• _Description of the task_: In the entries below, identify every line with the string "here" and copy it.

——

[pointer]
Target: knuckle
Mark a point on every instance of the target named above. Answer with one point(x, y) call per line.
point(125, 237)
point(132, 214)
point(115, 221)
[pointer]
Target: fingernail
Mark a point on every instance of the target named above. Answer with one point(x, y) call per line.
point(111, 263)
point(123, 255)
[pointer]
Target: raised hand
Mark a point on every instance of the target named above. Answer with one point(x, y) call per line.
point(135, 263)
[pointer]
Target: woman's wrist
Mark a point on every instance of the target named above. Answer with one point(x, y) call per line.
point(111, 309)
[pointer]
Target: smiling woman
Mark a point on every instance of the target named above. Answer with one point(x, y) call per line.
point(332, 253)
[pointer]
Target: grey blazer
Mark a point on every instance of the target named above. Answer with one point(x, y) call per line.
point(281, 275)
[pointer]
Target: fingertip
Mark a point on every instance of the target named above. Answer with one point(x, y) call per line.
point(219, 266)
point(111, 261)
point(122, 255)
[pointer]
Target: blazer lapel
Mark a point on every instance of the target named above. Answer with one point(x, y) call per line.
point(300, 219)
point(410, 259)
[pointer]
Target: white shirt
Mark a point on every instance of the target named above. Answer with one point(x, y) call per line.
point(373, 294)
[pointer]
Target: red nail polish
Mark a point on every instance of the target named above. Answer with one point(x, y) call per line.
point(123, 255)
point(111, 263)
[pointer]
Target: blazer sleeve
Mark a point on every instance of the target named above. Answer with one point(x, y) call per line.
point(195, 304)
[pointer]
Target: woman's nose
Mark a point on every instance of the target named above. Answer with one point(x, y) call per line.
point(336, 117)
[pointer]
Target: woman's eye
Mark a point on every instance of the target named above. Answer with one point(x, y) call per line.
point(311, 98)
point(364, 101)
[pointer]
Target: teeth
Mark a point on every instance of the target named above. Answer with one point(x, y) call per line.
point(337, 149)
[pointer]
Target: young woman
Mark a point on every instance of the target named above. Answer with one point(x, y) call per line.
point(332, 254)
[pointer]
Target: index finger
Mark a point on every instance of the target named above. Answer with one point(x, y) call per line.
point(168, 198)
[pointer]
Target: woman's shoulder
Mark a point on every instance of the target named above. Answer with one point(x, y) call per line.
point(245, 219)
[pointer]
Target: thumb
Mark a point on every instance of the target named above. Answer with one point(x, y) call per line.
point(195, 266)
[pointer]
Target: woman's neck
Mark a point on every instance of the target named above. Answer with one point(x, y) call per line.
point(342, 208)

——

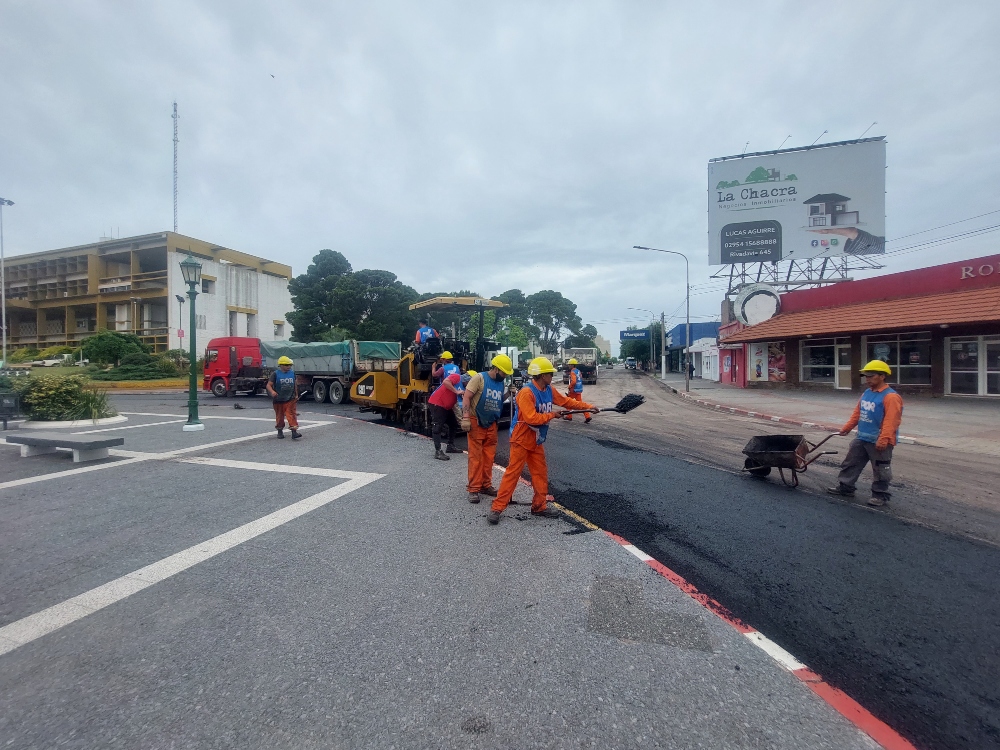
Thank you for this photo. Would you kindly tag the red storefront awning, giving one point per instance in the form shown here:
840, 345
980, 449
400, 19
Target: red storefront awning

——

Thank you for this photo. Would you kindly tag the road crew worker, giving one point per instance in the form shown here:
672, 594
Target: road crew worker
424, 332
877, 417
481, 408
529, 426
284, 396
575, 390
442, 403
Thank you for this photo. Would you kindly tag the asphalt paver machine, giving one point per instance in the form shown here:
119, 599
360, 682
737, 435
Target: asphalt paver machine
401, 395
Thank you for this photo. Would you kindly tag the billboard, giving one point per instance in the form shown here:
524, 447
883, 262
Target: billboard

——

• _Response box_:
Thank you for this photo. Would you kindly tag the red storefront awning, giving one point per instance in the form shown here:
Thank you for this photo. Would you kindly tag the road crew worker, giving one point per instance in the form shown here:
Thank you for this photo. Would you kindly tag the asphalt paver machine, giving one point per instance in the form shown here:
Thank you for this photo. Would you kindly tag the billboard, giving one point per instance in the form shown here:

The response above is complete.